Object position labeling entries:
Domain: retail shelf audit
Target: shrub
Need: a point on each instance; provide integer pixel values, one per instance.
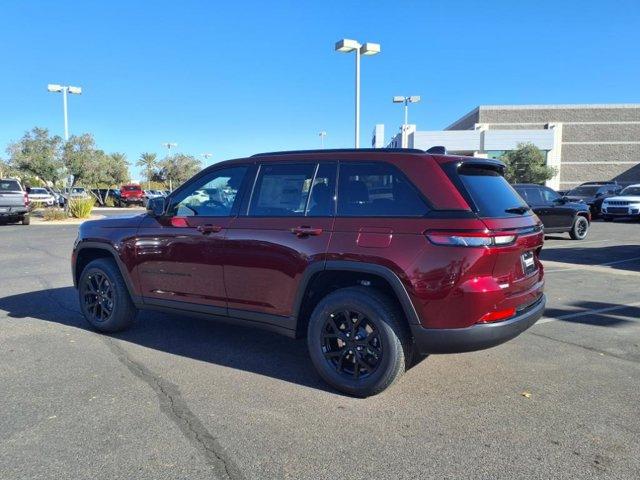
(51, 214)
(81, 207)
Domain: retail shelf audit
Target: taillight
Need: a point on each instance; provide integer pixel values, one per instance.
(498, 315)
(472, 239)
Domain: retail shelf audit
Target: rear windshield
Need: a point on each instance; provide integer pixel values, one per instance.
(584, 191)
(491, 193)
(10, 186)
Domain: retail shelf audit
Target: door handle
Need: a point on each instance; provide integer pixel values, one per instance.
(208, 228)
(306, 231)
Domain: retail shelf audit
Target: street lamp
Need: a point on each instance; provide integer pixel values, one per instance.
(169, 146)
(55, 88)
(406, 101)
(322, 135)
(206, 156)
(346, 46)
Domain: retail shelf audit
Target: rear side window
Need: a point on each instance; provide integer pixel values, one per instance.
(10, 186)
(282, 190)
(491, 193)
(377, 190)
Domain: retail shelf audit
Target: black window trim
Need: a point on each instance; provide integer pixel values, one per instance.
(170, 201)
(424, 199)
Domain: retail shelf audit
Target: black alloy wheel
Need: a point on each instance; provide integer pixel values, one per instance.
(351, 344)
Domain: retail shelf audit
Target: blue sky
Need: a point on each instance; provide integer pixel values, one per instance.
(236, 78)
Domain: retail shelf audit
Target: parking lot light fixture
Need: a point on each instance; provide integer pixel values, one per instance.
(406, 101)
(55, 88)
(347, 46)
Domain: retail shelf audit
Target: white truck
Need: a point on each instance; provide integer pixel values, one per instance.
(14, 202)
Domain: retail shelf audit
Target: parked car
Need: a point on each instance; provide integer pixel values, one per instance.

- [Exercise]: Quote all the records verbatim, dropping any pictures from your copy.

- [Response to this task]:
Domain: retail shelf audit
Target: shrub
Need: a point on each instance; provide integer pixel values, one per instance.
(51, 214)
(81, 207)
Domain: retail shelf audit
Target: taillight
Need: a point on each instance; provide integer pixel values, one per instance.
(498, 315)
(472, 239)
Domain: retail shelf audit
Target: rear windshield
Need: a point on each instance; provide integer pixel values, one per instance.
(584, 191)
(491, 193)
(10, 186)
Domain: retail shelf audit
Target: door handle
Need: a point on each instance; provide integer pixel values, one per instance.
(208, 228)
(306, 231)
Domain: retail shelf audit
Target: street lamp
Need: a point on each instance; provide integer pixel values, one per instance.
(169, 146)
(55, 88)
(406, 101)
(322, 135)
(206, 156)
(346, 46)
Domain: retail shelf audit
Target: rear side window
Need: a point on each instance; provide integer pixel values, one per instance.
(10, 186)
(282, 190)
(491, 193)
(377, 190)
Domain: retail shelf audit
Target: black window trim
Need: a point on each instance; provide integer pixel values, one per instance.
(170, 201)
(424, 199)
Domain: retail shelf audit
Target: black alloy wheel
Need: a point on each instance; provide integer pixel values, one per instance.
(351, 344)
Domain: retail shelf audit
Target: blue sky
Need: a point on each instance; provide integer pixel values, one per instance.
(236, 78)
Domain: retail shelf audit
Target: parking lot light fixture
Need: a point on each instance; provide integer pixel values, one per instance.
(406, 101)
(55, 88)
(347, 46)
Domain: retail shelf audit
Target: white truck
Need: a point on each instance; provide integer pixel values, one per instance.
(14, 202)
Domain: retail shelf audit
Target: parked car
Need: a point on each instance; provide integer pixel values, one per instance.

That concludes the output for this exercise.